(Dataset excerpts on object pointing)
+===+

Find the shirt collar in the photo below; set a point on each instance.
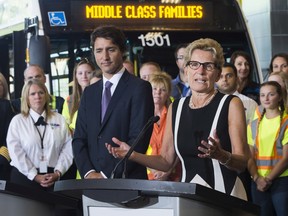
(35, 115)
(115, 79)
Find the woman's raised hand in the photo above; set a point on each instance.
(118, 152)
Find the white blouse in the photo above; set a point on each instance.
(24, 143)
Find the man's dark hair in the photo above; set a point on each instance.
(248, 59)
(110, 33)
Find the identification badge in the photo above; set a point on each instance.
(43, 167)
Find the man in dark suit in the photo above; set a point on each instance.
(5, 118)
(129, 109)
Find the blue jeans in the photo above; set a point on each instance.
(274, 201)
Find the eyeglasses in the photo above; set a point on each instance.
(83, 61)
(194, 65)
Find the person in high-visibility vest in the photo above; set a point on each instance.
(282, 78)
(268, 164)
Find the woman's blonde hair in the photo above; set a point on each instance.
(25, 105)
(165, 79)
(206, 44)
(5, 88)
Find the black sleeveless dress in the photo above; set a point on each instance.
(194, 126)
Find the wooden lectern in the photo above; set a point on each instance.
(125, 197)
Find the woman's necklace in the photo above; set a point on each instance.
(193, 106)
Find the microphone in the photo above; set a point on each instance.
(151, 121)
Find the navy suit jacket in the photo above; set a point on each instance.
(130, 108)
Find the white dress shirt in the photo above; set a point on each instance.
(24, 143)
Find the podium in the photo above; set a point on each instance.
(143, 197)
(20, 200)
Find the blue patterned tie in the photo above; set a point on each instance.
(106, 97)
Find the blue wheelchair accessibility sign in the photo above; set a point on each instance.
(57, 18)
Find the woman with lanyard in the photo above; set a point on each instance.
(38, 140)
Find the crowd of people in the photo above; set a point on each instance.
(217, 127)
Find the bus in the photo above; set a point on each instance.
(154, 28)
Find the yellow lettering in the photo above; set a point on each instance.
(144, 12)
(199, 10)
(180, 12)
(100, 11)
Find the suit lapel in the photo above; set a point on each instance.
(118, 93)
(97, 96)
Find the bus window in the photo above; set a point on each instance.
(153, 28)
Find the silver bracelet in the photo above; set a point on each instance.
(228, 160)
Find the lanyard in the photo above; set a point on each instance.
(41, 136)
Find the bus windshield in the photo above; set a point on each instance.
(153, 28)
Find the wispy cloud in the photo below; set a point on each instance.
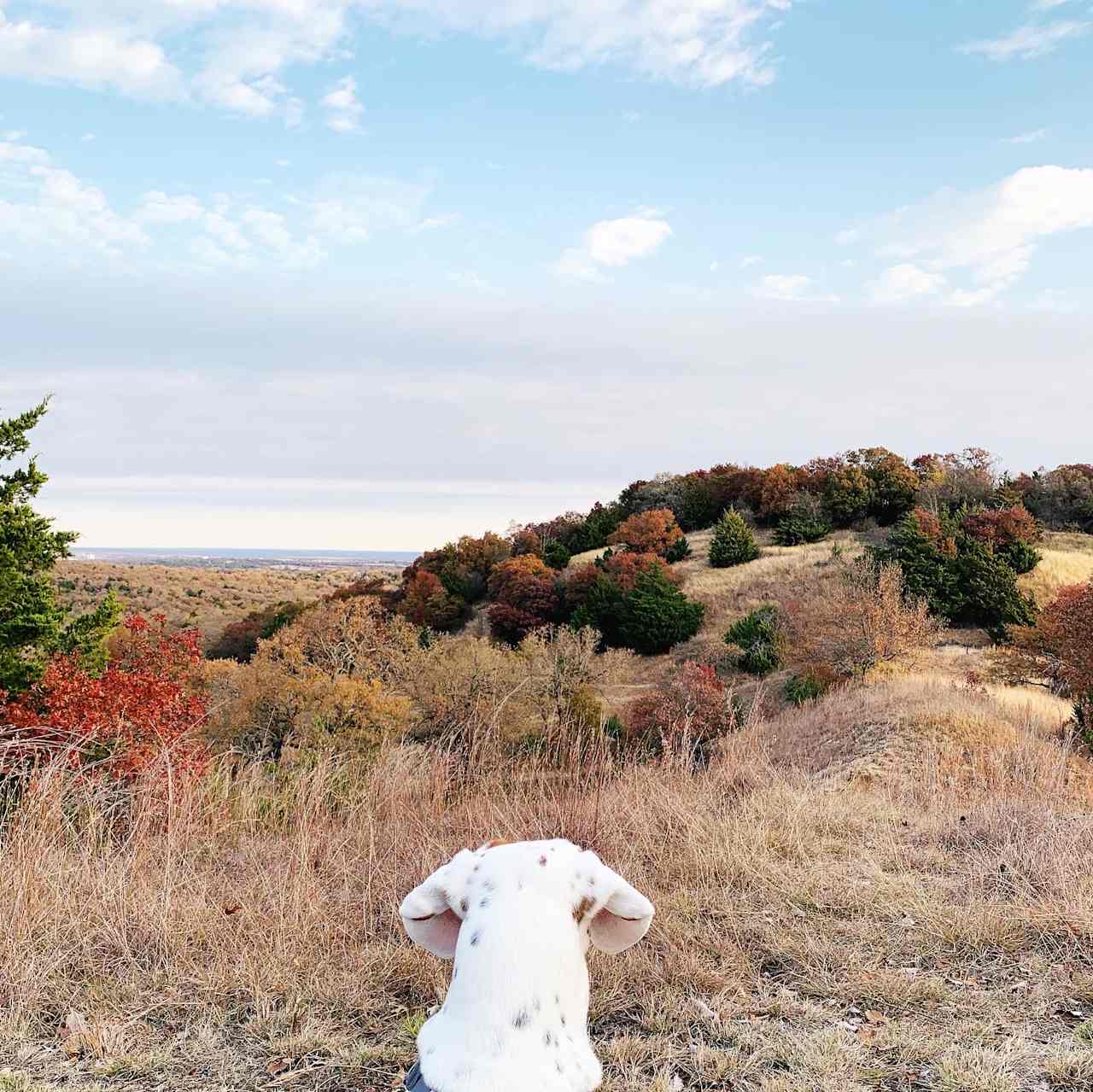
(342, 106)
(1027, 137)
(239, 55)
(1034, 39)
(795, 288)
(987, 237)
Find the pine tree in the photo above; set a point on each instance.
(656, 615)
(734, 542)
(32, 624)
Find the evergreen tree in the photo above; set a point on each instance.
(734, 542)
(656, 615)
(32, 624)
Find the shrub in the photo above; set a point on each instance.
(678, 551)
(525, 597)
(1009, 531)
(463, 568)
(526, 540)
(987, 590)
(1061, 499)
(961, 577)
(804, 686)
(326, 682)
(734, 542)
(687, 715)
(848, 495)
(949, 482)
(425, 601)
(555, 554)
(239, 639)
(123, 721)
(652, 531)
(1059, 647)
(758, 638)
(624, 569)
(862, 619)
(804, 523)
(657, 616)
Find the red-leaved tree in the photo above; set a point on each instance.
(652, 531)
(139, 712)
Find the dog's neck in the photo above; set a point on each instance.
(516, 1013)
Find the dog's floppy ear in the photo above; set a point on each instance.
(624, 919)
(432, 912)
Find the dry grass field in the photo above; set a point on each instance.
(889, 889)
(203, 598)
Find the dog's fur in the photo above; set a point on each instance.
(518, 919)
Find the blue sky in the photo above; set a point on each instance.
(375, 272)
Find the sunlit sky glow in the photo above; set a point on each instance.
(371, 273)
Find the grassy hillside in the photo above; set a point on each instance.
(203, 598)
(888, 892)
(886, 889)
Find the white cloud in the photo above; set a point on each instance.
(432, 223)
(613, 244)
(905, 281)
(354, 207)
(47, 209)
(619, 242)
(94, 57)
(1027, 137)
(237, 55)
(1034, 39)
(990, 235)
(157, 207)
(706, 43)
(343, 108)
(791, 287)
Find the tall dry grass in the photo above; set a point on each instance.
(247, 931)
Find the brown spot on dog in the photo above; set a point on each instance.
(582, 908)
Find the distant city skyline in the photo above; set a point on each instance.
(374, 273)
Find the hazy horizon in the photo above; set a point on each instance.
(336, 272)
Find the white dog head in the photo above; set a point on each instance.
(528, 881)
(518, 920)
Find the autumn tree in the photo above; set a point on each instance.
(525, 597)
(33, 628)
(425, 601)
(118, 724)
(652, 531)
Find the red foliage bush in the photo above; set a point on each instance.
(999, 527)
(525, 597)
(624, 569)
(120, 724)
(652, 531)
(692, 709)
(425, 601)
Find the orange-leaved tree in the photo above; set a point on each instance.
(140, 710)
(652, 531)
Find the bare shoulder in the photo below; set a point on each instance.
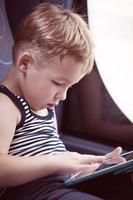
(9, 118)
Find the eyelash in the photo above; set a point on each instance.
(58, 84)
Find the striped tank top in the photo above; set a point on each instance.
(34, 135)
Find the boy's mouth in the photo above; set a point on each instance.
(50, 105)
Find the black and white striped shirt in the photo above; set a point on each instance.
(34, 135)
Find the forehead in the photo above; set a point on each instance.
(67, 68)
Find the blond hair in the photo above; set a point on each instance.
(54, 31)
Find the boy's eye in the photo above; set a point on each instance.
(57, 83)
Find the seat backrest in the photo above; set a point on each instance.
(6, 42)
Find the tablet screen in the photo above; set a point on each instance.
(103, 169)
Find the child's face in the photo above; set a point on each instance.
(44, 86)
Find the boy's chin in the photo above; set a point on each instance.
(51, 106)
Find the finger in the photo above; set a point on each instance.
(89, 159)
(84, 168)
(115, 152)
(115, 160)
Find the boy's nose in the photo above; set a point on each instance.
(61, 96)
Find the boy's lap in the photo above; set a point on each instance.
(45, 190)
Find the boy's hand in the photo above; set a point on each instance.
(114, 157)
(72, 162)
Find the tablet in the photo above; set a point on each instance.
(104, 169)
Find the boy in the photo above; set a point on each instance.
(52, 51)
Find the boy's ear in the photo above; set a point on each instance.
(24, 61)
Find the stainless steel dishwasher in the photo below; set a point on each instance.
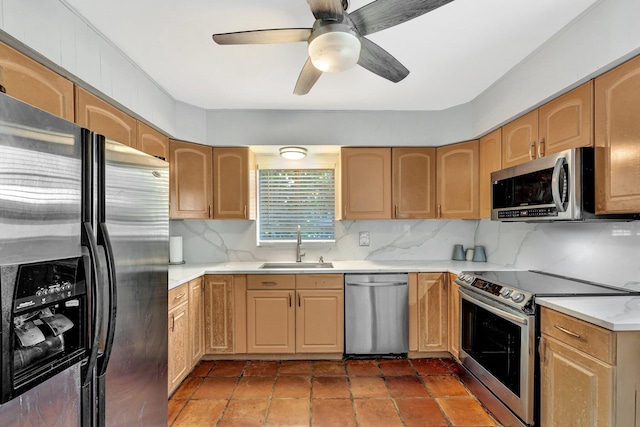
(376, 314)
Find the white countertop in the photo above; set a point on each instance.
(621, 313)
(179, 274)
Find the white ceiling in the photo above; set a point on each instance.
(453, 53)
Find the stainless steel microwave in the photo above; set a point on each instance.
(559, 187)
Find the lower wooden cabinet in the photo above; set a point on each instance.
(179, 360)
(589, 375)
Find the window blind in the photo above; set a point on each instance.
(291, 197)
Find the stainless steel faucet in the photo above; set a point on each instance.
(299, 254)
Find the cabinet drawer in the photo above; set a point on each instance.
(271, 281)
(178, 295)
(589, 338)
(319, 281)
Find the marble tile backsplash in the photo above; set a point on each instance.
(606, 252)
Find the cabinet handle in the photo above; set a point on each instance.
(532, 150)
(566, 331)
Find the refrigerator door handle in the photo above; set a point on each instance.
(95, 297)
(105, 242)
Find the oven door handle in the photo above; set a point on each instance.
(494, 310)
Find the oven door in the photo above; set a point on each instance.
(498, 347)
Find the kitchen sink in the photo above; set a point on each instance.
(297, 265)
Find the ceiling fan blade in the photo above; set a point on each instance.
(380, 62)
(327, 10)
(279, 35)
(308, 77)
(382, 14)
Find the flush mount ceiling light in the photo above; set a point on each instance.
(293, 153)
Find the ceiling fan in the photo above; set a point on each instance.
(337, 42)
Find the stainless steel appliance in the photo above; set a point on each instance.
(376, 314)
(83, 256)
(499, 336)
(558, 187)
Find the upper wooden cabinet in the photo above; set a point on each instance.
(233, 182)
(190, 192)
(519, 139)
(152, 142)
(617, 139)
(33, 83)
(566, 122)
(457, 190)
(490, 161)
(414, 182)
(103, 118)
(366, 183)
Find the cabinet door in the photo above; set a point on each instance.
(454, 316)
(617, 139)
(231, 183)
(190, 192)
(219, 314)
(519, 140)
(566, 122)
(270, 321)
(152, 142)
(178, 345)
(414, 182)
(576, 389)
(490, 161)
(319, 321)
(33, 83)
(432, 312)
(196, 319)
(103, 118)
(366, 183)
(458, 181)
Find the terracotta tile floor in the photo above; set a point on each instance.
(363, 393)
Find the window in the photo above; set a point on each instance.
(291, 197)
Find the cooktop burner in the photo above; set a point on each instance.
(519, 288)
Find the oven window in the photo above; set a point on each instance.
(494, 342)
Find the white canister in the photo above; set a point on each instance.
(175, 250)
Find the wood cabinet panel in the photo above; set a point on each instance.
(320, 321)
(414, 182)
(519, 140)
(270, 321)
(490, 161)
(366, 183)
(457, 190)
(577, 390)
(190, 184)
(33, 83)
(103, 118)
(178, 345)
(432, 312)
(152, 142)
(196, 320)
(219, 314)
(617, 139)
(567, 121)
(232, 172)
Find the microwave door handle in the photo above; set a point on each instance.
(556, 182)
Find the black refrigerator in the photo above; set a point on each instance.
(84, 244)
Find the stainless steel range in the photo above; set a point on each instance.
(499, 335)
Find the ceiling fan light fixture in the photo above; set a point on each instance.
(334, 51)
(293, 153)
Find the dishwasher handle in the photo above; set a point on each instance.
(376, 284)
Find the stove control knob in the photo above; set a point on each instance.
(517, 296)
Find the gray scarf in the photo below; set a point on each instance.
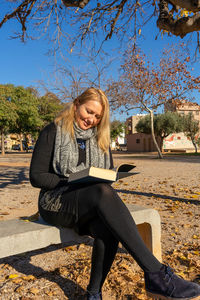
(66, 152)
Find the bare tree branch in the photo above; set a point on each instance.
(179, 27)
(75, 3)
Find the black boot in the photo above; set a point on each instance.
(164, 284)
(97, 296)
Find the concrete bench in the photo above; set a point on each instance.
(18, 236)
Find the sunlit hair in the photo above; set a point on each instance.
(67, 116)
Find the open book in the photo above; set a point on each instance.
(94, 174)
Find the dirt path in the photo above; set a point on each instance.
(171, 185)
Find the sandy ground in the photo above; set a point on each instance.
(171, 185)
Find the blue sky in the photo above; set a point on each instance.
(26, 64)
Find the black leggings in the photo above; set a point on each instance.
(104, 216)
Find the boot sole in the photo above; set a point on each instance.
(158, 297)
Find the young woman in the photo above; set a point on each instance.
(80, 137)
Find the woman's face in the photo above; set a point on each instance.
(89, 114)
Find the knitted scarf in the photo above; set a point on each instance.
(66, 153)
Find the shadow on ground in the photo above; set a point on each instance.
(196, 202)
(150, 156)
(13, 176)
(23, 265)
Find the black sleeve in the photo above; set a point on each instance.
(111, 159)
(42, 174)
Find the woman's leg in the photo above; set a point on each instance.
(104, 250)
(102, 201)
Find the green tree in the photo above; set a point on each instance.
(164, 124)
(116, 129)
(28, 119)
(7, 112)
(191, 129)
(49, 106)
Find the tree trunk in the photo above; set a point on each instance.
(195, 145)
(2, 143)
(153, 135)
(21, 146)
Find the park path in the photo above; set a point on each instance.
(171, 185)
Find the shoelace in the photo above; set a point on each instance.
(168, 277)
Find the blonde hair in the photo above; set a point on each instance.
(103, 128)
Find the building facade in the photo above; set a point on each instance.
(140, 142)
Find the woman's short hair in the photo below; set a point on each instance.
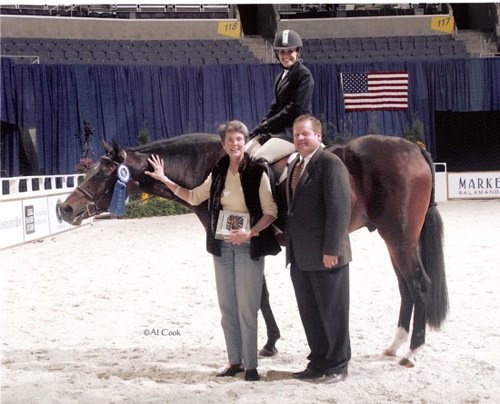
(233, 126)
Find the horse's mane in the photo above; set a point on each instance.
(177, 143)
(188, 158)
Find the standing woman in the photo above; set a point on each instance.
(293, 90)
(236, 184)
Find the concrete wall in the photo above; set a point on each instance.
(106, 28)
(362, 26)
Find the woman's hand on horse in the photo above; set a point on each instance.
(158, 168)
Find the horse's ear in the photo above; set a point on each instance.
(107, 147)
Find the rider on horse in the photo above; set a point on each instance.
(293, 89)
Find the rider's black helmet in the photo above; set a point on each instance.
(287, 39)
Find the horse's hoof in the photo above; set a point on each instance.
(407, 363)
(265, 351)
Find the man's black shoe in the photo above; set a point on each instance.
(251, 375)
(308, 373)
(335, 377)
(230, 371)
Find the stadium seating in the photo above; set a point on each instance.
(157, 52)
(351, 50)
(203, 52)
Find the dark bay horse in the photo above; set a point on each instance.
(392, 187)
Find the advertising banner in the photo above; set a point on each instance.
(472, 185)
(11, 223)
(36, 218)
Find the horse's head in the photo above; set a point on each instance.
(93, 195)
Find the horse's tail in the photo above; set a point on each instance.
(431, 254)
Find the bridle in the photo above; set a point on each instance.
(92, 208)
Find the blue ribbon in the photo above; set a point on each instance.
(117, 206)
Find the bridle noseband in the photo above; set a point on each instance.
(92, 208)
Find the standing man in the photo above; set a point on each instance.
(318, 249)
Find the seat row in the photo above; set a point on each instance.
(384, 48)
(120, 51)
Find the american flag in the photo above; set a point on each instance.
(374, 91)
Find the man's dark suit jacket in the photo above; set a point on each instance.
(319, 213)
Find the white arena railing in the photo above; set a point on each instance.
(29, 207)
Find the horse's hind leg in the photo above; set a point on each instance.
(414, 287)
(405, 312)
(273, 332)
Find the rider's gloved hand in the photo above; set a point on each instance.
(261, 129)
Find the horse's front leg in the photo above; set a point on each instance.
(273, 332)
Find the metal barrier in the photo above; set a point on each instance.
(29, 207)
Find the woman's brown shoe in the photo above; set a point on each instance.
(232, 370)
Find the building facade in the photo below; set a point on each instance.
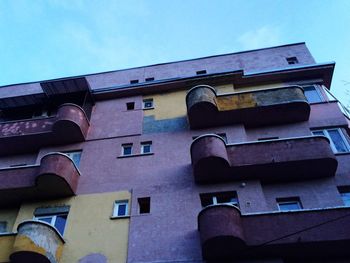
(240, 157)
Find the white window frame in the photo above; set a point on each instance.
(116, 206)
(124, 146)
(319, 93)
(289, 202)
(340, 131)
(143, 144)
(147, 101)
(53, 220)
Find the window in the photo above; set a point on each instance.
(312, 94)
(56, 220)
(201, 72)
(345, 194)
(130, 105)
(289, 204)
(292, 60)
(75, 156)
(144, 205)
(120, 208)
(219, 198)
(127, 149)
(148, 103)
(3, 226)
(339, 143)
(146, 147)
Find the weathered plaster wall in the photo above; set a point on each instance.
(89, 228)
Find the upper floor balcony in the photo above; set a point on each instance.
(55, 176)
(254, 108)
(308, 234)
(37, 241)
(276, 160)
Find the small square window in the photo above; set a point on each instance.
(56, 220)
(126, 149)
(75, 156)
(120, 208)
(219, 198)
(345, 194)
(148, 103)
(144, 205)
(3, 226)
(130, 105)
(146, 147)
(292, 60)
(289, 204)
(201, 72)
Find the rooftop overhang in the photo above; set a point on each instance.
(320, 73)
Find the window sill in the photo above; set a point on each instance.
(119, 217)
(134, 155)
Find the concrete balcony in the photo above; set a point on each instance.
(255, 108)
(277, 160)
(55, 176)
(68, 126)
(38, 242)
(308, 234)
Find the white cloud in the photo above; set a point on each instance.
(262, 37)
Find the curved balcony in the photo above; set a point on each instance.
(221, 231)
(38, 242)
(288, 159)
(69, 125)
(55, 176)
(255, 108)
(227, 235)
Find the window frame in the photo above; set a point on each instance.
(124, 147)
(342, 136)
(145, 144)
(116, 206)
(289, 200)
(145, 101)
(53, 220)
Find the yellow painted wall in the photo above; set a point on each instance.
(89, 228)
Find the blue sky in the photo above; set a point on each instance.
(45, 39)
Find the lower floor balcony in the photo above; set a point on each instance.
(227, 235)
(38, 242)
(276, 160)
(55, 176)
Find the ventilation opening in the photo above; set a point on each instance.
(130, 105)
(144, 205)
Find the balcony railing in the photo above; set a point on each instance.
(255, 108)
(55, 176)
(69, 125)
(37, 241)
(288, 159)
(308, 234)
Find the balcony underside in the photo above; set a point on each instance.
(270, 161)
(257, 108)
(314, 234)
(56, 176)
(69, 126)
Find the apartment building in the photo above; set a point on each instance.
(241, 157)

+===+

> [GOAL]: Repeat only the stretch of lines that opens with the line containing "Find the yellow painted" and closes with the final line of the entries, both included, exactly as written.

> [ANSWER IN FULL]:
Find the yellow painted wall in the photo above; set a point on each instance.
(89, 228)
Find the blue sky in the photo above; set a point on each instance.
(45, 39)
Find the lower floor balcony in the photo above; set a point on each instance.
(227, 235)
(38, 242)
(276, 160)
(55, 176)
Find the ventilation opening in the photo above; set a point on each instance.
(130, 105)
(144, 205)
Find the balcony railing in the photo above; set a point on each instance.
(255, 108)
(55, 176)
(69, 125)
(37, 241)
(288, 159)
(308, 234)
Find the balcony underside in the photo above; set a point on each instance.
(270, 161)
(257, 108)
(314, 234)
(56, 176)
(69, 126)
Find the apartment building in the photo above; set a point on each instance.
(241, 157)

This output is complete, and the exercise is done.